| Requirement A |
In the forum thread below, what reason does one poster give for why a mix that has been high and low passed can sound like it's supposed to be real good? Answer in one to three sentences.

| Document section |
It just pisses me off though because I can't listen to a good band that uses a breakdown once in awhile without cringing and worrying that it's going to continue for the rest of the CD


----------



## Esp Griffyn (Oct 24, 2009)

ChaNce said:


> Unfortunately, we are losing a generation to the MP3:
> 
> 
> Kids prefer sound of MP3 to CD





Dear god


----------



## Adam Of Angels (Oct 24, 2009)

^Complete asininity.


----------



## Marv Attaxx (Oct 24, 2009)

Here's another good example of single bassdrops:


----------



## MF_Kitten (Oct 24, 2009)

Adam Of Angels said:


> ^Complete asininity.



but as the article says, it's just like the guys who prefer vinyl. it's a shitty medium, yet some people just really enjoy it more than digital mediums.

i have to say though, if your band has a sub-par mix, you can bury the lack of finesse with mp3 compression and have it sound better than it really is. i call it the myspace syndrome.

also, sometimes a mix that has been high and low passed, so that it lacks the highest and lowest frequencies, it can sound like it's supposed to be real good, but the "compression" or "degradation" is keeping it back, giving you the illusion that you're hearing greatness being held back, instead of crap being crap.

it's sad how the mp3 thing is messing with the heads of youngsters like that. i remember when i used to download mp3s from kazaa and stuff, and it would be so heavily compressed that bass and cymbals would translate as this garbled whistling sound, almost sounding like the wind. it's the result of really heavy compression.

also, in the early days of the internet, most video clips would have audio so compressed that you just heard this whistling windy garble, with a video playing over it, barely hearing any correlation between the two


----------



## Esp Griffyn (Oct 24, 2009)

MF_Kitten said:


> also, in the early days of the internet, most video clips would have audio so compressed that you just heard this whistling windy garble, with a video playing over it, barely hearing any correlation between the two



What do you mean in the "early days"? Thats all I hear when I listen to Lamb of God


----------



## shaneroo (Oct 24, 2009)

MF_Kitten said:


> but as the article says, it's just like the guys who prefer vinyl. it's a shitty medium, yet some people just really enjoy it more than digital mediums.
> 
> i have to say though, if your band has a sub-par mix, you can bury the lack of finesse with mp3 compression and have it sound better than it really is. i call it the myspace syndrome.
> 
> ...


great post 
interesting to listen to some recording from the 70's and early 80's... 
some of the most crisp and clear recording i've ever heard..... this of course is before the use of protools and such.


----------



## JoshuaLogan (Oct 24, 2009)

MF_Kitten said:


> but as the article says, it's just like the guys who prefer vinyl. it's a shitty medium, yet some people just really enjoy it more than digital mediums.
> 
> i have to say though, if your band has a sub-par mix, you can bury the lack of finesse with mp3 compression and have it sound better than it really is. i call it the myspace syndrome.
> 
> ...



yeah, but mp3s at a bitrate of 320 is not noticeably different from the original tracks to most peoples' ears. the problem is shitty 160 bit or below rips...


----------



## Scar Symmetry (Oct 24, 2009)

No.

[/thread]


----------



## All_¥our_Bass (Oct 24, 2009)

Esp Griffyn said:


> Dear god



I hate the sound of mp3s with a bit rate lower than 192.
I'm no audiophile, but I can tell the difference and prefer high quality audio when I can get it.

| Requirement B |
Return every line of the records below that contains the word "yellow". Case counts.

Recorded data:
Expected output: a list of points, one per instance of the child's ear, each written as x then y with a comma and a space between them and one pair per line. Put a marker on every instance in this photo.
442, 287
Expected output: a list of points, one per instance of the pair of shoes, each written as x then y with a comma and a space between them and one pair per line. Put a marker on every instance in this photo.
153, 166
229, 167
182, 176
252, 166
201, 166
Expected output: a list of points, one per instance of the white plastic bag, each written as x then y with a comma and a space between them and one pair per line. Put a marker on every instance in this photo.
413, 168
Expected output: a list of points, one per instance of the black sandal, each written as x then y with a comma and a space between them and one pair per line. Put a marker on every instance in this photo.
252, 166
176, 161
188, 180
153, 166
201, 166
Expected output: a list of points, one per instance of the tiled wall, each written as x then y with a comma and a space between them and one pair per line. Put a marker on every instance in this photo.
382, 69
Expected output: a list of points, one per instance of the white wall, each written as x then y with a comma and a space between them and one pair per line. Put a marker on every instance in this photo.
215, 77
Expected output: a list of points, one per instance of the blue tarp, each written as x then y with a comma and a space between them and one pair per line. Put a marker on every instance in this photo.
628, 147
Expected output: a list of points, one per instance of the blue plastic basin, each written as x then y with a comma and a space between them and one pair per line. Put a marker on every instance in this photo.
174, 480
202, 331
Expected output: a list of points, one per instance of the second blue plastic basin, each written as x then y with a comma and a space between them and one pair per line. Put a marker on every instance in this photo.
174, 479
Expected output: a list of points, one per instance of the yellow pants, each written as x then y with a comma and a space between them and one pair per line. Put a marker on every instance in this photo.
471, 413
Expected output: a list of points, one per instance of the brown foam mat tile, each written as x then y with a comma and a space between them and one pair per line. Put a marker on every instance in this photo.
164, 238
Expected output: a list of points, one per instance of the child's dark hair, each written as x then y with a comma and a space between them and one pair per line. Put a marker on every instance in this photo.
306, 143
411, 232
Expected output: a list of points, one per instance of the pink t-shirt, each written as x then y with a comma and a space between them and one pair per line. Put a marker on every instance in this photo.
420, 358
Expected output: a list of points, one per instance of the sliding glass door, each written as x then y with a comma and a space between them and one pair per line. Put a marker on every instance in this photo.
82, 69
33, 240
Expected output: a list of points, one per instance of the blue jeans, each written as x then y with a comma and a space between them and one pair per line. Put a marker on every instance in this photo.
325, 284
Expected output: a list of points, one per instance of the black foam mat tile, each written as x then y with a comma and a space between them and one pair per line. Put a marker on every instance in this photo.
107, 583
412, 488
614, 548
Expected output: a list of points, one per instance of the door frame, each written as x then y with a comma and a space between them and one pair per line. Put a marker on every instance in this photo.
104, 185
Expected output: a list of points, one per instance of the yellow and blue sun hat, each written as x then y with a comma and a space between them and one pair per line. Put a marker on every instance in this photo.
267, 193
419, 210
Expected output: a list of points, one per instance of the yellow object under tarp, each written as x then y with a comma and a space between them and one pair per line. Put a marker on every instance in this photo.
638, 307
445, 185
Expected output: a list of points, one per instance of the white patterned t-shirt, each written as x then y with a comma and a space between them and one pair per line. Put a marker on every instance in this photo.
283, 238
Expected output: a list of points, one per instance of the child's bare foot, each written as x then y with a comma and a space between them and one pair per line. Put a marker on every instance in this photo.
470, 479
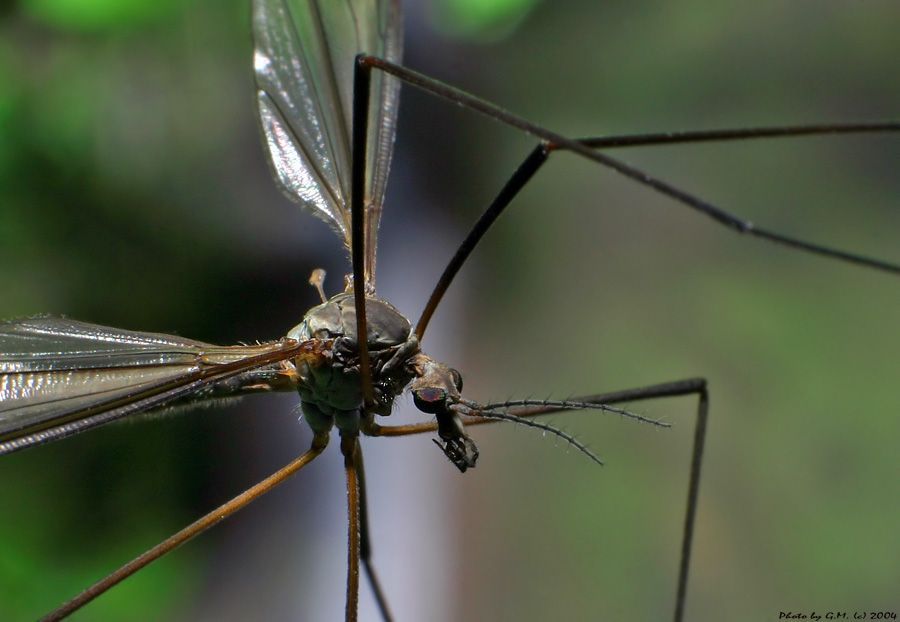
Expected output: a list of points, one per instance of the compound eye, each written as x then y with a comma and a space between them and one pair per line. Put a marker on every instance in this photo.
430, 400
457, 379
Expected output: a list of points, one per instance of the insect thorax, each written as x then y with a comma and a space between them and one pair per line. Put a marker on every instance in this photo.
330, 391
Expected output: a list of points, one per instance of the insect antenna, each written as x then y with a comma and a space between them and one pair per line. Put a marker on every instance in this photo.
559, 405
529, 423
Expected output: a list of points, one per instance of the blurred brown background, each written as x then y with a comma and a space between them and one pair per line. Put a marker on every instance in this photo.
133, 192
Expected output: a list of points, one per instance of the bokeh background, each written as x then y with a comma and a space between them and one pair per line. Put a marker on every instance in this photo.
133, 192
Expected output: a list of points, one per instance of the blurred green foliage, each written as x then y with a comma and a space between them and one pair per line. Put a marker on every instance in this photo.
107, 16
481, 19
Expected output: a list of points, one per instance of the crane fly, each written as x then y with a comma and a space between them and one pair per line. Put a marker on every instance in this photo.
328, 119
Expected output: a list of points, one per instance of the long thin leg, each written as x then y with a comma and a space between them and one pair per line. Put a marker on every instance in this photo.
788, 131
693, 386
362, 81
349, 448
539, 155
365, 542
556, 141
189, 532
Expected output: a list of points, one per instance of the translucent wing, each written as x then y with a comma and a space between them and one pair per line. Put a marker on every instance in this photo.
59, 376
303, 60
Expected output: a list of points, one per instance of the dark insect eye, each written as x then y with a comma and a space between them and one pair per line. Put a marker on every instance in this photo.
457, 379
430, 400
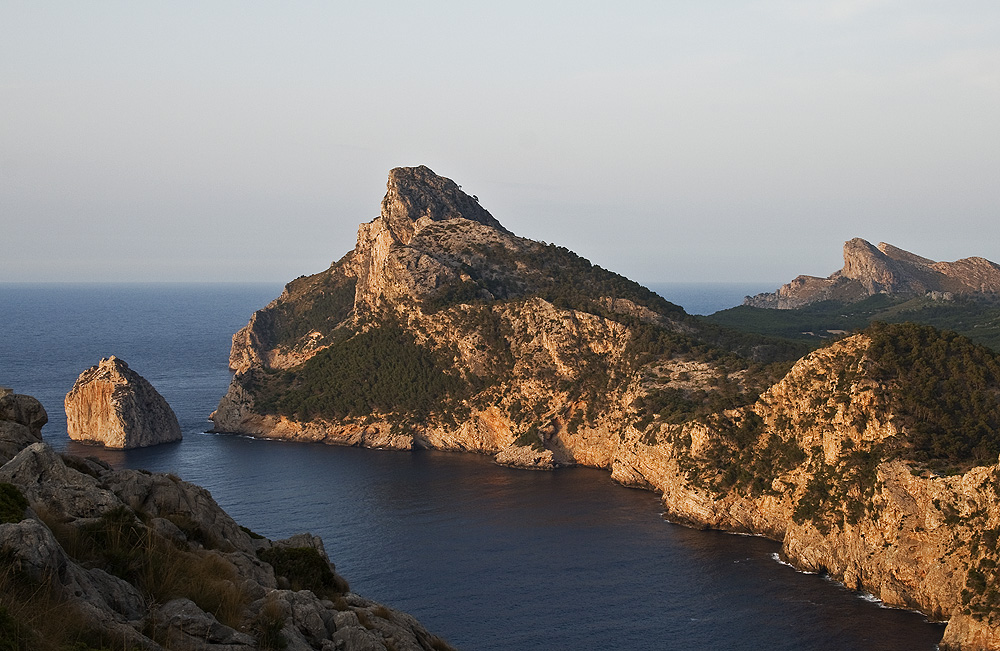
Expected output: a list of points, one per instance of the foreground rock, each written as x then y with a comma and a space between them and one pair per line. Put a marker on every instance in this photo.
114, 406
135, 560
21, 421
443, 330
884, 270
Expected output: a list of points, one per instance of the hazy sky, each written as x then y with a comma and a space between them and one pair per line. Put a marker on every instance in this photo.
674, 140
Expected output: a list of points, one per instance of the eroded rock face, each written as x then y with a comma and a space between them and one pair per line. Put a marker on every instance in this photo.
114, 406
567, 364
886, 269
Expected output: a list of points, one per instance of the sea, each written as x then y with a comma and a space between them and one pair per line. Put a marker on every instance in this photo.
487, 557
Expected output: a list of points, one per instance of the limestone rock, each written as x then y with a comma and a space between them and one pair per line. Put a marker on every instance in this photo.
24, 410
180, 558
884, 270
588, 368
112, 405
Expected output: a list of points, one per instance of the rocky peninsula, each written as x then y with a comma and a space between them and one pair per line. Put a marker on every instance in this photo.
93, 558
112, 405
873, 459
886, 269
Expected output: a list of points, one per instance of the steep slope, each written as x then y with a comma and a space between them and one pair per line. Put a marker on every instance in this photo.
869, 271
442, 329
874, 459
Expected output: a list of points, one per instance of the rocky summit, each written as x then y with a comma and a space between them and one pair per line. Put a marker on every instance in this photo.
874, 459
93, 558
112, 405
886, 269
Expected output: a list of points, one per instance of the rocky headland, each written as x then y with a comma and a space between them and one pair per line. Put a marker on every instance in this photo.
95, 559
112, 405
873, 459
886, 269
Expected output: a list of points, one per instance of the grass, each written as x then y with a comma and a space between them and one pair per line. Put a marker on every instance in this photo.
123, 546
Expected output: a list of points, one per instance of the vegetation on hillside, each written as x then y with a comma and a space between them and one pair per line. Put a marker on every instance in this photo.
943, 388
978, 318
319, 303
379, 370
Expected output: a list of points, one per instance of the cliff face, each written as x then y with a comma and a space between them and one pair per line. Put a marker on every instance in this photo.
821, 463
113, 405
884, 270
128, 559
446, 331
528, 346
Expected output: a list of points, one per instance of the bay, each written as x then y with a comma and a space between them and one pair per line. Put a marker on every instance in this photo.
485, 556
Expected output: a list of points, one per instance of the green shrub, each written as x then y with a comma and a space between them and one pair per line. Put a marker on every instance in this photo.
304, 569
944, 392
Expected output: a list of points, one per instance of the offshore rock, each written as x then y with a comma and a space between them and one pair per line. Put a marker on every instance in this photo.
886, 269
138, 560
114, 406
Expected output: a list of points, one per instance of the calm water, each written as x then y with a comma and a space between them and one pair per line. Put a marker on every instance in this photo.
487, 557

* * *

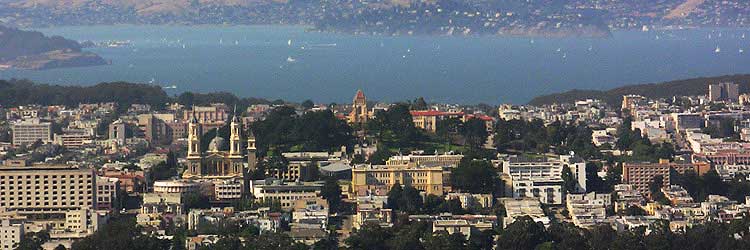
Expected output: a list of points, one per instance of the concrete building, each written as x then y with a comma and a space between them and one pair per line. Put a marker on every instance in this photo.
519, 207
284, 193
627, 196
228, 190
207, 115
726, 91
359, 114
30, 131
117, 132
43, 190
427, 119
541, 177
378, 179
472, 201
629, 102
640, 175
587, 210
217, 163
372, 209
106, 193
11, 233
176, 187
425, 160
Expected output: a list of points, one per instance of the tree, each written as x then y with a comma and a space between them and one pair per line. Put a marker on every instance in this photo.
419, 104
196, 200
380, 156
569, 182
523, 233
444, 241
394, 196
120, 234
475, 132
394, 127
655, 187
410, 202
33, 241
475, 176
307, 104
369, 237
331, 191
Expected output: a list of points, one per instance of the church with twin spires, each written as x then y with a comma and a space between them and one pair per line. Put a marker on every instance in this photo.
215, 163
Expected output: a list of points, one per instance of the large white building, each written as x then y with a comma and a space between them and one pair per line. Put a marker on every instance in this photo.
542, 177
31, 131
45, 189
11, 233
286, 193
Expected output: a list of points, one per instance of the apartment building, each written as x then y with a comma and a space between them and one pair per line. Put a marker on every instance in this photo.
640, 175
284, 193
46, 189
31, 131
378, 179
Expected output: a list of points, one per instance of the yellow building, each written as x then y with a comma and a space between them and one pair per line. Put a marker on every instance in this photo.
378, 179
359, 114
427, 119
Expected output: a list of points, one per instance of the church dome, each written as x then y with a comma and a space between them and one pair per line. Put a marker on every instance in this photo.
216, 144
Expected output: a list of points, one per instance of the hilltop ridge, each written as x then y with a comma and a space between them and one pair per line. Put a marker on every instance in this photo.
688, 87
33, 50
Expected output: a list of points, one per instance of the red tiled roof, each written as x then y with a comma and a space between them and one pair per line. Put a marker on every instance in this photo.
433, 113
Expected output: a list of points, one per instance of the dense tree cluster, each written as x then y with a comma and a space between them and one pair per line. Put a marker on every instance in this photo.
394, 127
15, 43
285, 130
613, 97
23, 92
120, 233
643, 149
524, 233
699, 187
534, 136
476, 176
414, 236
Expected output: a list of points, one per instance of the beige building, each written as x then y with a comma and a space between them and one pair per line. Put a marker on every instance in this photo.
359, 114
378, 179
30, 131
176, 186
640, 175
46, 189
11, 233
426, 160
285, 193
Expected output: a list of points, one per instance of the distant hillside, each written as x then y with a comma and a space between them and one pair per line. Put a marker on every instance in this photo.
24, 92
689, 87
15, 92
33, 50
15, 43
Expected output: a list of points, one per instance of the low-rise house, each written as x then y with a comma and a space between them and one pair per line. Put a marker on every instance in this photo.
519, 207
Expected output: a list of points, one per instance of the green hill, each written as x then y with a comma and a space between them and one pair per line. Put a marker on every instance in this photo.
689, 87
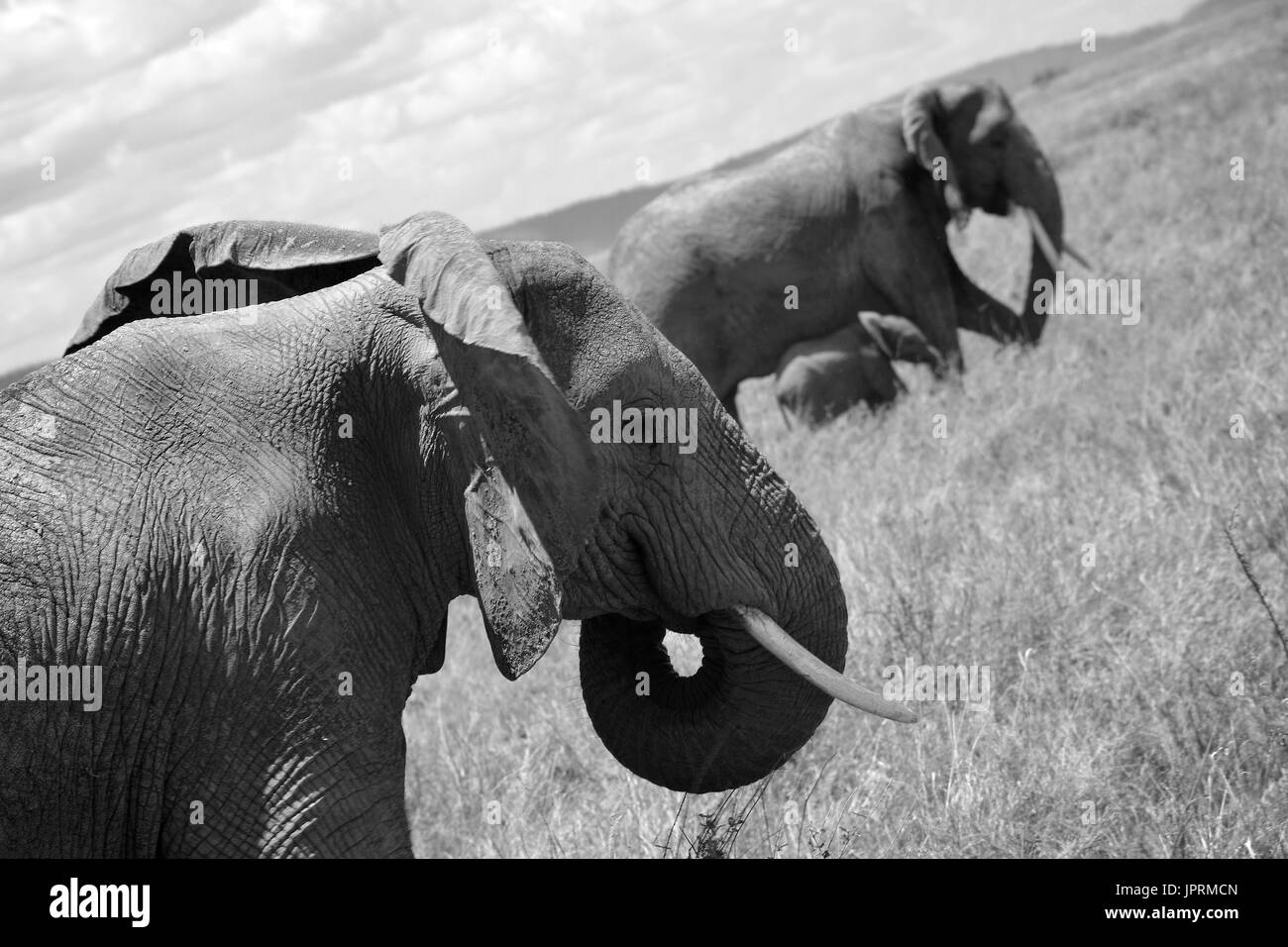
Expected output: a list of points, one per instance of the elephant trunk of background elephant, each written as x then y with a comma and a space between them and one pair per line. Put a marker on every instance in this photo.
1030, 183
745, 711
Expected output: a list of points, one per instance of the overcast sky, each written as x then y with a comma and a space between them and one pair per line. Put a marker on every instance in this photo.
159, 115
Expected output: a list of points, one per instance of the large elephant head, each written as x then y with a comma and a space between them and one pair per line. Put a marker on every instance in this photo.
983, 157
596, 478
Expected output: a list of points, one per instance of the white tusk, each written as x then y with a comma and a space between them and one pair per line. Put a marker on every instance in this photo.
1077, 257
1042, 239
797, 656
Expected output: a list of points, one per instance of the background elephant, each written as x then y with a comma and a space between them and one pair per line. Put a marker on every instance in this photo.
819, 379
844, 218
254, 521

| Full solution A |
With the highest and lowest frequencies missing, the "compression" or "degradation" seems to be holding the mix back. This gives the illusion of hearing greatness being held back, instead of crap being crap.

| Full solution B |
Expected output: a list of points, one per instance of the yellow pants, each written as x then y with a comma and a space between them and one pair per line. Put a marker on every instance in this photo.
Expected output: a list of points, one per instance of the yellow and blue sun hat, each written as x then y with a comma and a space between them and one pair per line. Put a marker on every instance in this photo.
Expected output: a list of points, one per instance of the yellow object under tarp, each written as x then y with a comma and a space between them and one pair per line. Put a marker on every instance in this photo.
Expected output: a list of points, one per instance of the yellow building, each written as x then y with a comma and a space between them and one pair per line. Put a marker on every instance in this photo.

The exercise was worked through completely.